Au quotidien, nous pouvons vérifier que, dans certains contextes, nous parvenons mieux à nos fins en nous y prenant “en douceur”.

Anne Dufourmantelle, psychanalyste et philosophe, écrit dans son livre Puissance de la douceur :

« Elle est une passivité active qui peut devenir une force de résistance symbolique prodigieuse, et à ce titre être à la fois au centre de l’éthique et du politique.

Elle n’est pas un concept, on fait acte de douceur.

Elle est une qualité dont les registres infinis vont au-delà du règne du vivant.

Elle est une force de transformation secrète prodiguant la vie, reliée à ce que les anciens appelaient justement la puissance.

Elle est inquiétante. Elle s’éprouve et comme la bêtise elle ne sait pas bien parler. »

La douceur en entreprise : comment agir?

Dans le monde de l’entreprise, il est fréquent d’assimiler ou d’associer “douceur” à “bienveillance”, “calme”, “empathie”.

#### Données fournies:
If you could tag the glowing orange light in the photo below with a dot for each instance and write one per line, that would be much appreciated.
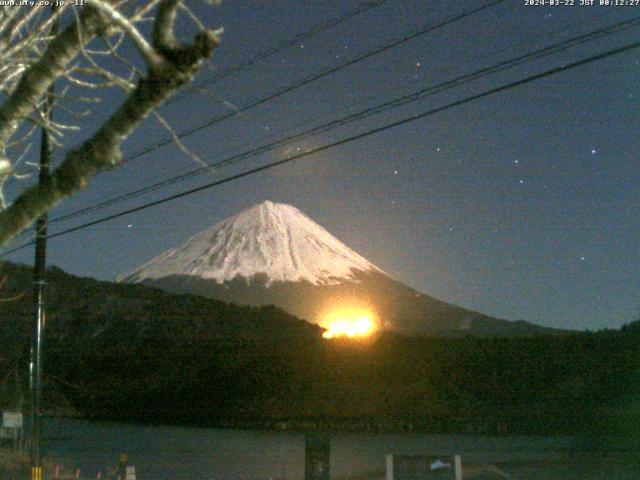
(348, 322)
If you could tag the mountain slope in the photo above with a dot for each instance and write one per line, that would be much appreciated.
(273, 254)
(272, 239)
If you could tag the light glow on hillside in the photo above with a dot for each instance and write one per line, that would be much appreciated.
(348, 322)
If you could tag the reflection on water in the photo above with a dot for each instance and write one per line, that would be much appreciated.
(166, 452)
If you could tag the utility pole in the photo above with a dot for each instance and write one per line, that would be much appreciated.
(40, 261)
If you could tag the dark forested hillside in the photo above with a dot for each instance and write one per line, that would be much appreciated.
(131, 352)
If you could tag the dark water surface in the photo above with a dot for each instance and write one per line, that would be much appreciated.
(169, 452)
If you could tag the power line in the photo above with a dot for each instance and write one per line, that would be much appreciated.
(427, 113)
(394, 103)
(365, 7)
(312, 78)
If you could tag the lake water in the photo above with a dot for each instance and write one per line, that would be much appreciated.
(169, 452)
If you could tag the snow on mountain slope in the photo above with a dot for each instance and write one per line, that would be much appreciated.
(270, 238)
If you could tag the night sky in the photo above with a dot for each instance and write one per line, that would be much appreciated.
(521, 205)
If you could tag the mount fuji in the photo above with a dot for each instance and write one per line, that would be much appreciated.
(273, 253)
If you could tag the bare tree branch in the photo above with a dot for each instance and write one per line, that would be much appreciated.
(170, 67)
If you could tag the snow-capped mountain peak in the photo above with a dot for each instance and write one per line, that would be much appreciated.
(274, 239)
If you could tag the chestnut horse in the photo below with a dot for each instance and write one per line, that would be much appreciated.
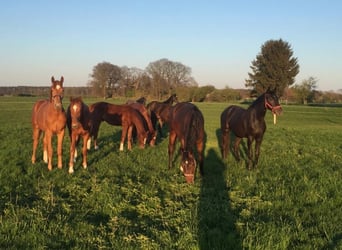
(78, 122)
(187, 124)
(48, 116)
(118, 115)
(160, 111)
(248, 124)
(148, 123)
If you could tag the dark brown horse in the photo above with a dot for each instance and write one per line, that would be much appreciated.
(187, 124)
(248, 124)
(118, 115)
(160, 111)
(147, 121)
(78, 122)
(141, 100)
(48, 116)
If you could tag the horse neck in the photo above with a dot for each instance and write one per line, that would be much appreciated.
(169, 101)
(52, 109)
(258, 106)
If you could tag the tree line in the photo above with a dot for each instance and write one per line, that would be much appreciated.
(275, 67)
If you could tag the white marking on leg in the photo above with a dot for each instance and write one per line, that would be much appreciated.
(45, 158)
(89, 144)
(75, 155)
(71, 170)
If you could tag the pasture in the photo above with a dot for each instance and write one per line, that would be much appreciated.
(131, 200)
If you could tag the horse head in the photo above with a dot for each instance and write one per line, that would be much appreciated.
(57, 91)
(174, 98)
(75, 109)
(272, 102)
(188, 166)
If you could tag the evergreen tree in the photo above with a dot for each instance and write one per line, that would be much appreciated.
(274, 68)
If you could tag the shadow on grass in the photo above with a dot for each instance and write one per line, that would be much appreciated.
(216, 225)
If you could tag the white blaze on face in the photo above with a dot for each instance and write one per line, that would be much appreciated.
(74, 107)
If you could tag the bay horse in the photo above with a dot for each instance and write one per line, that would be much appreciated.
(160, 111)
(118, 115)
(48, 116)
(187, 124)
(141, 100)
(78, 123)
(248, 123)
(147, 121)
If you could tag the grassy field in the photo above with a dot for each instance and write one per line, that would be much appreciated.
(131, 200)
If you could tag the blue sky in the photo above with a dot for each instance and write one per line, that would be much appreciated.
(217, 39)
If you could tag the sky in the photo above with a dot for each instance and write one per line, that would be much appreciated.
(218, 40)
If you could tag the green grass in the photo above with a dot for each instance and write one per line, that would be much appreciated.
(131, 200)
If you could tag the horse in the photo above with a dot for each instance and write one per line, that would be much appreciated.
(147, 121)
(187, 124)
(78, 123)
(48, 116)
(160, 110)
(141, 100)
(248, 124)
(118, 115)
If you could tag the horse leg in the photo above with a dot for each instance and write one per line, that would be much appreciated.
(84, 150)
(123, 136)
(225, 143)
(171, 148)
(94, 133)
(200, 152)
(45, 149)
(129, 137)
(257, 150)
(60, 137)
(250, 152)
(35, 137)
(72, 153)
(236, 147)
(48, 148)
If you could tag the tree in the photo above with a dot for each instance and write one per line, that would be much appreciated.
(105, 78)
(167, 75)
(305, 91)
(275, 68)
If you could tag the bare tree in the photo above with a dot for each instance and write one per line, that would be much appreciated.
(105, 77)
(167, 75)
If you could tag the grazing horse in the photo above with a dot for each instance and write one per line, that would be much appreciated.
(248, 124)
(187, 124)
(141, 100)
(160, 111)
(147, 121)
(118, 115)
(48, 116)
(78, 122)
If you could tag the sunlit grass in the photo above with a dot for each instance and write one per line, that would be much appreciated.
(131, 200)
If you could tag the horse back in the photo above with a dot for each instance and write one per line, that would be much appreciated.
(187, 120)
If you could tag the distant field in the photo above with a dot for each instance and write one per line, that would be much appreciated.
(131, 200)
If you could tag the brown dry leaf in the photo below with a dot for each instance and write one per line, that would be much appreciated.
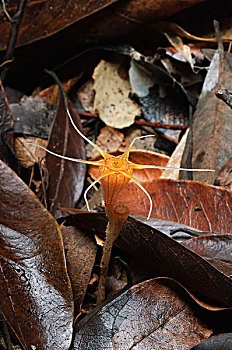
(28, 155)
(140, 157)
(80, 249)
(155, 314)
(178, 31)
(212, 289)
(36, 295)
(204, 207)
(112, 90)
(216, 249)
(66, 178)
(175, 160)
(6, 128)
(212, 125)
(224, 177)
(109, 139)
(85, 95)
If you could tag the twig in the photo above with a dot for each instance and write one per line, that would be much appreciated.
(15, 23)
(5, 10)
(224, 95)
(117, 216)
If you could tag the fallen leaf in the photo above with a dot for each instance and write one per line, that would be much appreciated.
(212, 126)
(32, 116)
(140, 157)
(224, 177)
(221, 341)
(216, 249)
(109, 139)
(6, 129)
(112, 91)
(80, 249)
(36, 296)
(175, 160)
(162, 98)
(28, 155)
(192, 203)
(207, 285)
(66, 178)
(151, 315)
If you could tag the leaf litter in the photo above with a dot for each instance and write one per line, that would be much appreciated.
(160, 312)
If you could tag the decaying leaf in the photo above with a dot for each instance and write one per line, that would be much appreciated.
(36, 296)
(155, 314)
(175, 160)
(28, 155)
(208, 286)
(66, 179)
(80, 249)
(212, 126)
(112, 90)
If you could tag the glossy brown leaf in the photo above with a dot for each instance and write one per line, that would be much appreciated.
(66, 178)
(43, 19)
(218, 342)
(80, 249)
(6, 128)
(36, 295)
(212, 125)
(192, 203)
(224, 178)
(155, 314)
(216, 249)
(166, 255)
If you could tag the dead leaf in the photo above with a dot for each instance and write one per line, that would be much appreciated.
(36, 295)
(112, 100)
(6, 129)
(209, 287)
(204, 207)
(80, 249)
(221, 341)
(212, 126)
(224, 177)
(151, 315)
(66, 179)
(28, 155)
(175, 160)
(140, 157)
(216, 249)
(109, 139)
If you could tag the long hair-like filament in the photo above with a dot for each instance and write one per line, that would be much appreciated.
(92, 184)
(143, 166)
(104, 154)
(143, 189)
(64, 157)
(126, 153)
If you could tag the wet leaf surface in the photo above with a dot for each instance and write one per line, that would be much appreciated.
(224, 178)
(166, 255)
(216, 249)
(42, 18)
(155, 314)
(80, 251)
(212, 125)
(36, 295)
(66, 178)
(204, 207)
(217, 342)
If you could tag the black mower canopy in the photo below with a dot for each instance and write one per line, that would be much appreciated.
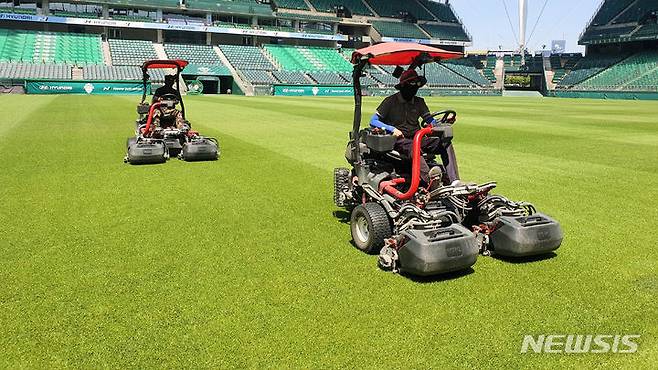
(389, 53)
(401, 53)
(177, 64)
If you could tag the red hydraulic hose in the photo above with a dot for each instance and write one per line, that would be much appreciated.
(150, 119)
(415, 168)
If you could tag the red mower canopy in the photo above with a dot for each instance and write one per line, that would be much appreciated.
(401, 53)
(159, 64)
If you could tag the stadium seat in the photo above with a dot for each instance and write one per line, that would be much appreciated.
(446, 32)
(329, 6)
(246, 57)
(298, 58)
(292, 4)
(609, 10)
(588, 67)
(196, 54)
(231, 6)
(259, 77)
(637, 72)
(398, 30)
(328, 78)
(20, 71)
(290, 77)
(394, 9)
(50, 47)
(131, 52)
(441, 11)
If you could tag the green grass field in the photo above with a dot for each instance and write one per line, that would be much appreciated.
(243, 263)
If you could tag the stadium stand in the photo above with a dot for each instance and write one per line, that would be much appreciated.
(297, 58)
(465, 68)
(291, 77)
(259, 77)
(196, 54)
(16, 71)
(110, 73)
(438, 75)
(50, 47)
(231, 6)
(639, 71)
(446, 32)
(398, 30)
(586, 68)
(490, 67)
(304, 17)
(292, 4)
(131, 52)
(246, 57)
(609, 10)
(622, 21)
(395, 8)
(260, 65)
(637, 11)
(441, 11)
(613, 33)
(9, 8)
(327, 78)
(329, 6)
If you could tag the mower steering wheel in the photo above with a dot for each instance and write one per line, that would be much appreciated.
(168, 100)
(447, 117)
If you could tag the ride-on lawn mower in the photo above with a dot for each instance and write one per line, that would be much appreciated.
(157, 144)
(439, 228)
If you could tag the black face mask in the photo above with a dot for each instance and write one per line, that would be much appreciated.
(408, 92)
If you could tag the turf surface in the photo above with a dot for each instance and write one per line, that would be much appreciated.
(245, 262)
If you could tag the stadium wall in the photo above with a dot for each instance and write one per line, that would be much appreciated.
(605, 95)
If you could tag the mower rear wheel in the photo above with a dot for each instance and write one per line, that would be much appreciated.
(130, 141)
(370, 227)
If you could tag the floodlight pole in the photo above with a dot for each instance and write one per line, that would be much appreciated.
(523, 21)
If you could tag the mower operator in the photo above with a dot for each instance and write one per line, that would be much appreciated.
(165, 116)
(167, 89)
(398, 114)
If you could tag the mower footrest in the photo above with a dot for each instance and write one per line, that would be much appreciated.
(526, 236)
(147, 153)
(433, 252)
(200, 150)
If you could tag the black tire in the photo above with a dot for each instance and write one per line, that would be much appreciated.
(130, 141)
(341, 185)
(373, 218)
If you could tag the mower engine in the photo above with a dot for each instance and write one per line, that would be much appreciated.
(423, 232)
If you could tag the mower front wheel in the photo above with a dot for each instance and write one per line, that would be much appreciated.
(370, 227)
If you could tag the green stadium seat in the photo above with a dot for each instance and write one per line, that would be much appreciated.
(441, 11)
(131, 52)
(394, 8)
(398, 30)
(290, 77)
(588, 67)
(446, 32)
(50, 47)
(355, 6)
(609, 10)
(246, 57)
(636, 12)
(196, 54)
(231, 6)
(292, 4)
(298, 58)
(637, 72)
(22, 71)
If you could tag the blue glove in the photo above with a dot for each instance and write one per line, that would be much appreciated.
(376, 122)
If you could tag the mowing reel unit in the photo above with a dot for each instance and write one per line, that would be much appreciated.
(431, 230)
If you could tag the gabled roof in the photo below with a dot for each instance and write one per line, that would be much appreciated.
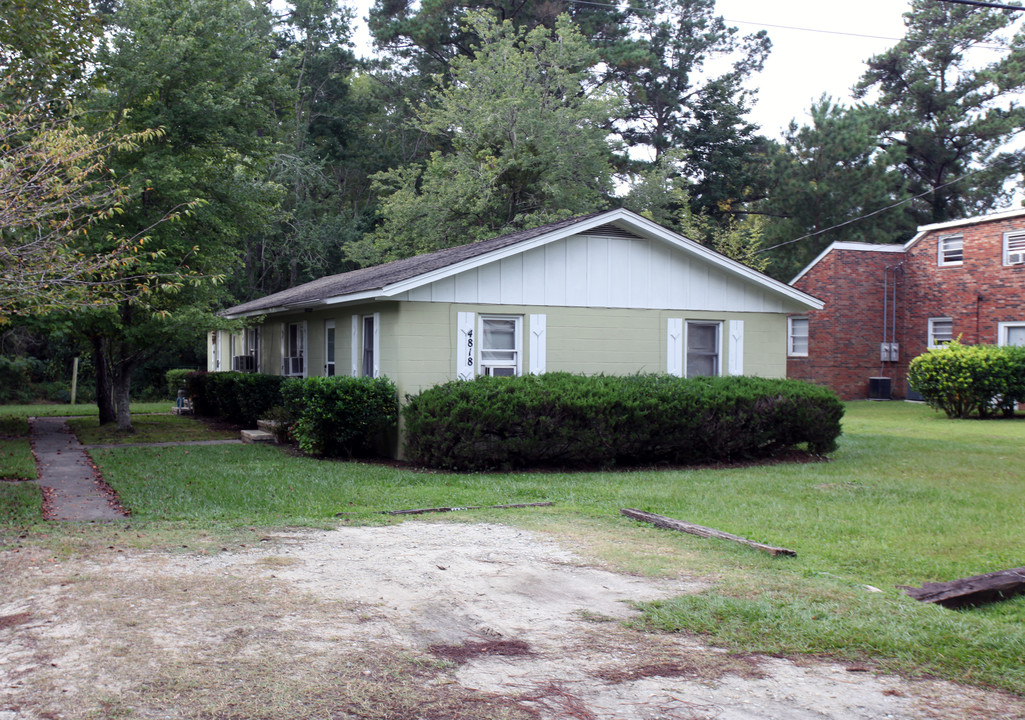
(386, 280)
(858, 246)
(925, 230)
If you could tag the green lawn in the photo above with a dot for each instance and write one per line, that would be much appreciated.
(908, 497)
(148, 429)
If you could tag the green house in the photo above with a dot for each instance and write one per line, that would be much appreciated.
(608, 292)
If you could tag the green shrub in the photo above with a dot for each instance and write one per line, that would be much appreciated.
(567, 419)
(241, 397)
(970, 379)
(340, 416)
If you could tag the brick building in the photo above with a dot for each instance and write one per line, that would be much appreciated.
(885, 305)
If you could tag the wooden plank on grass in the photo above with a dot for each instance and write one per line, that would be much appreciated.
(701, 530)
(421, 511)
(971, 591)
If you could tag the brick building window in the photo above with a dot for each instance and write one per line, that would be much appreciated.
(1014, 248)
(951, 249)
(1011, 333)
(796, 336)
(941, 331)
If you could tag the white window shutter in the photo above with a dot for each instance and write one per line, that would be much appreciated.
(674, 348)
(538, 344)
(377, 345)
(355, 346)
(736, 348)
(464, 355)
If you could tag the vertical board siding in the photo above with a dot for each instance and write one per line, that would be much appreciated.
(585, 271)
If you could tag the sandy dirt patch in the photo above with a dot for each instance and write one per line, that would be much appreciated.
(415, 621)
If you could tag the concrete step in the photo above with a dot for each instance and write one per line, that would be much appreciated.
(256, 436)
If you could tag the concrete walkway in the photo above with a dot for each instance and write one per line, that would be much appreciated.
(65, 470)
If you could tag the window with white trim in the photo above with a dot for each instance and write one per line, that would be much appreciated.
(294, 358)
(703, 352)
(950, 249)
(367, 367)
(941, 331)
(1014, 248)
(1011, 333)
(501, 345)
(796, 334)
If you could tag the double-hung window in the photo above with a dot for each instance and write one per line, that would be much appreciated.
(950, 249)
(1014, 248)
(1011, 333)
(796, 344)
(941, 331)
(501, 345)
(703, 349)
(294, 358)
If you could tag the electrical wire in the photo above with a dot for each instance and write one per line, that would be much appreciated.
(866, 215)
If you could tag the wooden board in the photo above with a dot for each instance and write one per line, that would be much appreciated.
(701, 530)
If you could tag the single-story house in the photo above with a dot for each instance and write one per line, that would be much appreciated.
(607, 292)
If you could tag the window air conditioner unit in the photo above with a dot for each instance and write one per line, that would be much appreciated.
(244, 363)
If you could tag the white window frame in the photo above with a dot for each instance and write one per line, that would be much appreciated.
(1014, 248)
(719, 345)
(943, 252)
(301, 344)
(330, 349)
(932, 341)
(1002, 329)
(482, 367)
(790, 351)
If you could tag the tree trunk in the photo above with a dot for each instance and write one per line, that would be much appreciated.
(122, 385)
(105, 399)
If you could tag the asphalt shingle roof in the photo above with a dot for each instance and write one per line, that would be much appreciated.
(379, 276)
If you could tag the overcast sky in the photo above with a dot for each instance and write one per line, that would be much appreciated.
(818, 46)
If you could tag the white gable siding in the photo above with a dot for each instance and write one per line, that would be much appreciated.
(591, 271)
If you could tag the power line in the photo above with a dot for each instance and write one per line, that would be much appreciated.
(866, 215)
(645, 10)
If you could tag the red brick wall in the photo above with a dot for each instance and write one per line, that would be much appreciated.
(845, 336)
(977, 294)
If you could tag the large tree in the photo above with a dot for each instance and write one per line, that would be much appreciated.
(528, 144)
(202, 70)
(831, 183)
(947, 114)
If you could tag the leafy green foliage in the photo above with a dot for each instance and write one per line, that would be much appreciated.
(340, 416)
(946, 115)
(971, 379)
(528, 134)
(241, 397)
(565, 419)
(825, 174)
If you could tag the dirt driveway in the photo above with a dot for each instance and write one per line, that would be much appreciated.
(416, 621)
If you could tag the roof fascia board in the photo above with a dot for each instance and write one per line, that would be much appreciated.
(633, 222)
(962, 223)
(841, 245)
(498, 254)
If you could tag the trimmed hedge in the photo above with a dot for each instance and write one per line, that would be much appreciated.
(340, 416)
(971, 379)
(241, 397)
(565, 419)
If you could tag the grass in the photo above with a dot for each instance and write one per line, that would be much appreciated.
(79, 409)
(148, 429)
(909, 496)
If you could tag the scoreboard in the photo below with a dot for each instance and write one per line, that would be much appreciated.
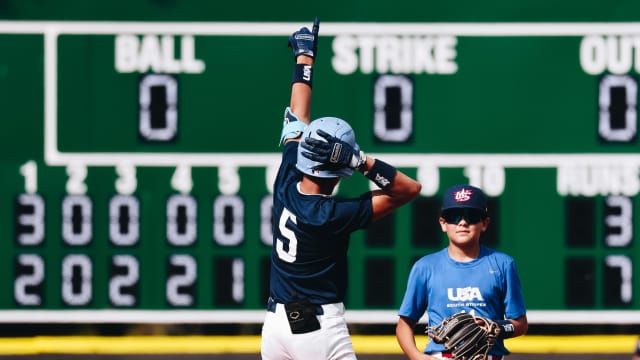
(137, 160)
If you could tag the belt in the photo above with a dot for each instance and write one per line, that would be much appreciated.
(271, 307)
(489, 357)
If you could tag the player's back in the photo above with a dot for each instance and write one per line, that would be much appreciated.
(311, 238)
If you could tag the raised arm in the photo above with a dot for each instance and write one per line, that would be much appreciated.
(304, 44)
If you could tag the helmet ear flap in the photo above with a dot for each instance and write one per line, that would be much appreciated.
(335, 127)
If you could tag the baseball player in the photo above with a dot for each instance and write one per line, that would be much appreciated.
(311, 228)
(465, 276)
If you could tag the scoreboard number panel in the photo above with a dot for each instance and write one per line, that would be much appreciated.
(150, 197)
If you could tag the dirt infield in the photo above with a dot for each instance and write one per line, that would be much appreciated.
(255, 357)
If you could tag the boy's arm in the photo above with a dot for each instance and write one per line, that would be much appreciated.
(304, 44)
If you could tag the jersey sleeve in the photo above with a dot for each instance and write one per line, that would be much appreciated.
(513, 300)
(414, 304)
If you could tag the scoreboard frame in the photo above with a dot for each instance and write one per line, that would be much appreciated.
(229, 163)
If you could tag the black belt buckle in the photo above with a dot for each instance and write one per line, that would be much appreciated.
(301, 314)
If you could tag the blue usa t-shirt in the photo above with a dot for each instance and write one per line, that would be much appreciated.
(311, 237)
(489, 286)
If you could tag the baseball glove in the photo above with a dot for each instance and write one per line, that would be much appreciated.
(466, 336)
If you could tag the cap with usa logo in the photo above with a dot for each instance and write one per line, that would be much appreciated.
(464, 196)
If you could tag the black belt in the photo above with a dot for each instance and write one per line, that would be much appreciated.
(271, 307)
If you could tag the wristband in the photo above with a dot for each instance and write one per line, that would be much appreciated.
(506, 329)
(381, 173)
(302, 73)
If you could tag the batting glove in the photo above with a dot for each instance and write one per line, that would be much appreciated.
(305, 42)
(332, 154)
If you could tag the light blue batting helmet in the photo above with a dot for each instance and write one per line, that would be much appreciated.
(335, 127)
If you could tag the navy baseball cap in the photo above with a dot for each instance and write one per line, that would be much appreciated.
(464, 196)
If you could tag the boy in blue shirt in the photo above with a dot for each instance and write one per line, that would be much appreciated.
(465, 276)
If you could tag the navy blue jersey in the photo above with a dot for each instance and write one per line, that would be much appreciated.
(311, 237)
(489, 286)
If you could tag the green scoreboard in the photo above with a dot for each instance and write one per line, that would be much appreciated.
(137, 160)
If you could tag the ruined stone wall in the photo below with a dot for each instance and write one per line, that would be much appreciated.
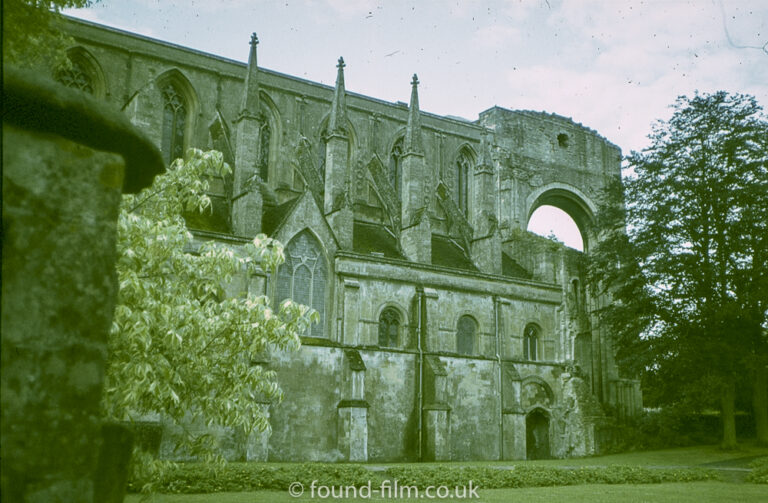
(337, 407)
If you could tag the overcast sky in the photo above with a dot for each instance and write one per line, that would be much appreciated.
(614, 66)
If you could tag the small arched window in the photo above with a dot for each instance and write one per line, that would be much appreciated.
(463, 164)
(76, 76)
(303, 277)
(322, 152)
(575, 293)
(174, 122)
(389, 328)
(395, 165)
(466, 329)
(531, 342)
(264, 138)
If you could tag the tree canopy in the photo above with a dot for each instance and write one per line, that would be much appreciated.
(188, 336)
(31, 34)
(686, 256)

#### Objectifs:
a) Répondez aux questions suivantes à partir de l'extrait sur la douceur :
(i) Quelles sont les deux professions attribuées à Anne Dufourmantelle ?
(ii) D'après la citation, à quoi la douceur est-elle reliée ?
(iii) Dans le monde de l'entreprise, à quels termes associe-t-on fréquemment la douceur ?
b) Remplacez « inquiétante » par « troublante » dans le passage de l'extrait sur la douceur qui débute aux mots « Elle est une qualité » et prend fin après « entreprise : comment agir? », puis recopiez ce passage.
c) Rédigez la suite de l'extrait sur la douceur en entreprise, à partir de sa dernière phrase.

#### Réponses par consigne:
a)
(i) Psychanalyste et philosophe.
(ii) À ce que les anciens appelaient justement la puissance.
(iii) À la bienveillance, au calme et à l'empathie.

b)
Elle est une qualité dont les registres infinis vont au-delà du règne du vivant.

Elle est une force de transformation secrète prodiguant la vie, reliée à ce que les anciens appelaient justement la puissance.

Elle est troublante. Elle s’éprouve et comme la bêtise elle ne sait pas bien parler. »

La douceur en entreprise : comment agir?

c)
Au-delà des mots, adoptons quelques instants une approche systémique. Dans le système, plus un changement est isolé et brutal, plus le système mettra toute son énergie à revenir à l’état initial. C’est ce qu’on appelle l'homéostasie. Le système parviendra à ses fins car les forces du système sont très supérieures à la force du perturbateur isolé. Et en cas d’agression, c’est une question de survie.

Un acteur bienveillant a plus de chances de faire évoluer le système s’il agit avec d’autres et s’il est délicat, progressif, subtil. Sinon il sera confondu par le système avec un acteur agressif et menaçant.

Agir avec d’autres - Cela lui permettra de s’appuyer sur le collectif, voire de se laisser transformer par le collectif, de faire collectif.

Être délicat, progressif, subtil - Cela lui permettra de minimiser les frottements, donc les réactions “contre”, les conflits et autres résistances.

Stephen Covey (1932-2012), auteur du best-seller Les 7 habitudes des gens efficaces, a mis en évidence que l'agressivité suscite généralement méfiance et opposition des autres parties prenantes et qu’il vaut mieux privilégier la compréhension de l'autre, l’écoute bienveillante et la recherche avant tout de la satisfaction des intérêts des autres.

Taper ou comprendre : deux voies possibles s'offrent à nous. Nous comprenons aisément que la colère nourrit l’envie de taper et la douceur l’envie de “comprendre”, c’est-à-dire étymologiquement de “prendre avec” et donc pas “sans” l’autre ou “contre” l’autre.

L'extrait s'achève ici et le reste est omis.